▶ **INSTRUCTION**
Extract the data exactly, missing nothing.

▶ **DATA SHOWN**

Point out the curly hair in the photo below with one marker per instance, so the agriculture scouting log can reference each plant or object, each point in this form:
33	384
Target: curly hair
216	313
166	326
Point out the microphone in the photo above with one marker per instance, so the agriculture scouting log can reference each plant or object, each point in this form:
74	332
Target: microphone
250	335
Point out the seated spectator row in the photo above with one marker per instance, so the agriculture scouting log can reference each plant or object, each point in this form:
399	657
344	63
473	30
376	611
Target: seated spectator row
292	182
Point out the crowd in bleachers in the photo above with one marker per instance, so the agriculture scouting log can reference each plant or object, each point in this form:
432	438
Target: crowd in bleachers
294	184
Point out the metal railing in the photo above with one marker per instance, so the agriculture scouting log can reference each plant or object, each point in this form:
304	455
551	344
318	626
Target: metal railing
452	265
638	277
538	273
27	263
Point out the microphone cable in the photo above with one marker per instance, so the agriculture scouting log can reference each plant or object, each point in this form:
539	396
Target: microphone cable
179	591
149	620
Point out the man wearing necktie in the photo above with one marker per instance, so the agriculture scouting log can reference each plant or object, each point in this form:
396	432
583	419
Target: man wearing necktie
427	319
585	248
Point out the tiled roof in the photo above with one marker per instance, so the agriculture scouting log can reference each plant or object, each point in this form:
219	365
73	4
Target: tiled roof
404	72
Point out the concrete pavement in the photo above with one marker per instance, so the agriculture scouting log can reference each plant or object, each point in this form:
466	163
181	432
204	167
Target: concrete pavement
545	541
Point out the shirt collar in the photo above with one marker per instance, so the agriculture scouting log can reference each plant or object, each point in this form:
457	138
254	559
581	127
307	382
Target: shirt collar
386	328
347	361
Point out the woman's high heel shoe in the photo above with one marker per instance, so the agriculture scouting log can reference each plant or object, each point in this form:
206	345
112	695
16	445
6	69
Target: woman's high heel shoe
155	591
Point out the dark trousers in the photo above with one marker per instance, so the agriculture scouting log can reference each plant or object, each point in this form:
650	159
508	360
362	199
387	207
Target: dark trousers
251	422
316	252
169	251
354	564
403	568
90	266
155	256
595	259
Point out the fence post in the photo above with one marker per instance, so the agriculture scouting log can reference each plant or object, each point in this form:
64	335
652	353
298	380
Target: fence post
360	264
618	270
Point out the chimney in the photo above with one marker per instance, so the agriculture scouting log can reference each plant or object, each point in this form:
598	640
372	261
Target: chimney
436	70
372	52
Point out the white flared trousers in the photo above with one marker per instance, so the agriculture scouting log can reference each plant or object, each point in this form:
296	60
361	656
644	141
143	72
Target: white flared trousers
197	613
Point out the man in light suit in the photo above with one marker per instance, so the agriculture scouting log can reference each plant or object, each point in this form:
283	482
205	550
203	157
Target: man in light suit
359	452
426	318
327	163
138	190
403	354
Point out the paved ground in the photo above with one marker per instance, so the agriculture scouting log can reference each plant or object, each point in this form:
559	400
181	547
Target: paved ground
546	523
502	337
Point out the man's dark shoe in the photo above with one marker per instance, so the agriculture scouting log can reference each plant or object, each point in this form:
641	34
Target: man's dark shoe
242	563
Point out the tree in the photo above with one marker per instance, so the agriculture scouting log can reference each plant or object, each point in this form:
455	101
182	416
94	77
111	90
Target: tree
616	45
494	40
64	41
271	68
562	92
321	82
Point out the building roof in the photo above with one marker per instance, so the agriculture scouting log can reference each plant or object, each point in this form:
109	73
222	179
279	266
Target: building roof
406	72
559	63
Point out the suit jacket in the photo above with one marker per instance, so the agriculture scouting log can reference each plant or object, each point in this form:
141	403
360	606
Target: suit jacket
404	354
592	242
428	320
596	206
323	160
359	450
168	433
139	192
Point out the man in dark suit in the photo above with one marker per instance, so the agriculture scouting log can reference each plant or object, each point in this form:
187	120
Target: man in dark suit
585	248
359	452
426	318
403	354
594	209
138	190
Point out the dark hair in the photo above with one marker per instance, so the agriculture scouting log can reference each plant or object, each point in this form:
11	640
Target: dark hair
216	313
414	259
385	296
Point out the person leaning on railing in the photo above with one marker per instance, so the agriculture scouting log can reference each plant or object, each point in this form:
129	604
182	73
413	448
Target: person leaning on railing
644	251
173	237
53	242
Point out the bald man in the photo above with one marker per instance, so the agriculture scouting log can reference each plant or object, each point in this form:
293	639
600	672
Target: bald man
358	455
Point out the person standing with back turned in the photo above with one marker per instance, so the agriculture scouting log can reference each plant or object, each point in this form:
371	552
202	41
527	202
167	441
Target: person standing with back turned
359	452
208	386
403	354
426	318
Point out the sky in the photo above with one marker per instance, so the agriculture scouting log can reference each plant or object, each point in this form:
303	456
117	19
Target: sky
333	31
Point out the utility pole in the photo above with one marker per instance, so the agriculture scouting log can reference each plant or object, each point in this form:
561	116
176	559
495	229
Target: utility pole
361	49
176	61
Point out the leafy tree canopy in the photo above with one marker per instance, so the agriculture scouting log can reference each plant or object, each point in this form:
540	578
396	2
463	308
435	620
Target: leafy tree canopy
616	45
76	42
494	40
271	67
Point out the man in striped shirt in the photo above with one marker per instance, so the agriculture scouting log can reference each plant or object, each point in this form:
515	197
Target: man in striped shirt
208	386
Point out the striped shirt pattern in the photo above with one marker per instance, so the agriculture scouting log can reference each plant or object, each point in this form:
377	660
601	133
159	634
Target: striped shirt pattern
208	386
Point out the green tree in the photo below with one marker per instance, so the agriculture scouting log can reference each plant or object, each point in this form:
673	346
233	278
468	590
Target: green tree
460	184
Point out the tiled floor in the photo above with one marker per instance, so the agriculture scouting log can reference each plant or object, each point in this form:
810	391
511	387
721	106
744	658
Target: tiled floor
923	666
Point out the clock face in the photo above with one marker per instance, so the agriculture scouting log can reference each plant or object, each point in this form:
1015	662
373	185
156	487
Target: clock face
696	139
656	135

▶ **OUTPUT OF THE TASK**
Point out the curly hair in the photo below with one marker per instance, so the agriculture scouting log can reference each plant or object, each point in this form:
33	384
Target: curly hair
216	313
166	326
Point out the microphone in the photo above with one marker per instance, so the agriculture scouting log can reference each plant or object, each point in this form:
74	332
Target: microphone
250	335
Point out the seated spectator row in the photo above with one marker per instance, so the agriculture scouting log can reference each plant or object, each point in this form:
399	657
344	63
473	30
376	611
Target: seated spectator row
292	182
Point out the crowd in bleachers in the photo above with one marker per instance, so the agriculture scouting log can reference each plant or object, each point in this form:
432	438
Target: crowd in bleachers
294	184
Point out the metal railing in the photo above with one marker per instance, so the agriculture scouting log can reference each plant or object, each point in this form:
304	455
551	344
318	626
Target: metal railing
452	265
638	277
538	273
27	263
Point out the microphone cable in the photo above with one marker per instance, so the agriculture scouting log can reference each plant or object, each point in this form:
539	396
Target: microphone cable
179	591
149	620
Point out the man wearing necktie in the photo above with one marker per instance, so the agriculture scouting log can reference each plant or object, each point in this form:
396	432
583	419
Target: man wearing necktie
427	319
585	248
Point out the tiled roof in the photo above with one marker per instance, so the agriculture scouting log can reference each plant or object, each point in this form:
219	365
73	4
Target: tiled roof
404	72
Point out the concrete pavement in the photo above with one marker per instance, so the agriculture scouting log can reference each plant or object, each point in this form:
466	163
181	432
204	167
Target: concrete pavement
545	541
Point out the shirt collar in the photo above with one marker per instance, so the agriculture scouting log can reference each plant or object, each point in this form:
457	138
254	559
581	127
307	382
Target: shirt collar
386	328
347	361
Point out the woman's high heel shoe in the photo above with one marker per instance, so the agriculture scouting log can reference each plant or object, each point in this form:
206	345
112	695
16	445
6	69
Target: woman's high heel shoe
155	591
Point out the dark trousers in the photo above with one marker per instance, so the agriculture scouting log can reference each plant or object, each point in this form:
650	159
508	360
362	199
387	207
Target: dark trousers
251	422
316	252
169	251
354	564
403	568
90	266
155	256
595	259
Point out the fence post in the photo above with one marker per instance, so the agriculture scouting log can reference each plant or object, each point in this form:
64	335
652	353
298	380
Target: fence post
360	264
618	270
Point out the chimney in the photo above with one marker per instance, so the agriculture scouting log can reference each plant or object, each point in this form:
598	640
372	261
Target: chimney
436	70
372	52
Point out the white flared trousers in the photo above with one marker per instance, so the agriculture scouting log can reference each plant or object, each point in this form:
296	60
361	656
644	141
143	72
Target: white flared trousers
197	613
Point out the man in light suit in the photo above with one marker per instance, so the agriculture scouting log can reference each plant or object, each point in this form:
283	482
205	550
203	157
Target: man in light suit
359	452
426	318
327	163
138	190
403	354
Point out the paved ground in the photo above with one marker per instance, so the agriculture scouting log can reference each plant or object, each point in this form:
559	400
181	547
Target: paved ground
546	523
502	337
Point out the man's dark shoe in the photo above with one marker per instance, so the agriculture scouting log can reference each plant or object, each point in this form:
641	34
Target: man's dark shoe
242	563
Point out the tree in the photo above with one marker per instance, so the agriculture scouting log can reference each plant or object, each point in this form:
455	101
182	416
94	77
111	90
Target: tree
616	45
494	40
64	41
271	68
562	92
321	82
Point out the building roof in the photo above with one marker per instance, so the agriculture scouting log can reference each plant or object, each point in this form:
109	73
222	179
279	266
Target: building roof
406	72
559	63
Point out the suit jacket in the photo above with one marker per instance, so the agriculture scouting log can reference each plant or object, each point in this form:
141	403
360	606
Target: suit jacket
404	354
592	242
428	320
596	206
323	160
359	450
168	433
139	192
Point out the man in dark suit in the photo above with one marker per instance, so the agriculture scouting log can reference each plant or object, each point in this form:
187	120
Target: man in dark suit
585	248
359	452
426	318
403	354
594	209
138	190
Point out the dark hair in the photo above with one marker per instance, so the agriculture scouting log can reference each plant or object, each point in this form:
11	640
Target: dark hair
216	313
414	259
385	296
Point out the person leaning on railing in the photo above with one marker per instance, so the agriculture scouting log can reference each plant or object, each point in this form:
129	604
182	73
413	448
Target: person leaning on railing
644	251
173	237
53	242
Point out the bald man in the photo above with one marker per instance, so the agriculture scouting log can reference each plant or object, each point in this form:
293	639
600	672
Target: bald man
358	455
Point out the person standing with back turned in the photo above with one marker per instance, so the agriculture scouting log can reference each plant or object, each point in this form:
371	552
202	41
527	202
167	441
Target: person standing with back turned
359	452
208	386
403	354
426	318
Point out the sky in the photo above with one marker per instance, so the agriculture scouting log can reference each plant or object, each point in this form:
303	456
117	19
Target: sky
333	31
Point out the utility pole in the photo above with one marker per instance, so the agriculture scouting log can reference each plant or object, each point in this form:
561	116
176	559
495	229
Target: utility pole
361	49
176	61
Point out the leafy tree canopy in the photo above with one marker per instance, so the agriculture scouting log can reference each plant or object, each point in this form:
540	578
396	2
463	308
435	620
Target: leafy tree canopy
616	45
76	42
494	40
271	67
Point out the man in striped shirt in the photo above with one marker per instance, so the agriculture scouting log can reference each plant or object, each point in this form:
515	197
Target: man in striped shirt
208	386
Point out the striped shirt pattern in the photo above with one marker per instance, so the agriculture scouting log can reference each plant or object, each point in this form:
377	660
601	133
159	634
Target: striped shirt pattern
208	386
Point out the green tree in the photo below with one marker per instance, so the agriculture scouting log can reference each plant or object, each point in this form:
673	346
233	278
468	590
Target: green tree
460	184
Point out the tiled floor in the photo above with one marker per instance, so the agriculture scouting log can reference each plant or object, each point in this form:
810	391
511	387
721	106
744	658
Target: tiled floor
923	666
Point out the clock face in the photo above with one marker per instance, so the agriculture scouting log can reference each plant or object, each point in this form:
1015	662
373	185
156	487
Target: clock face
696	139
656	135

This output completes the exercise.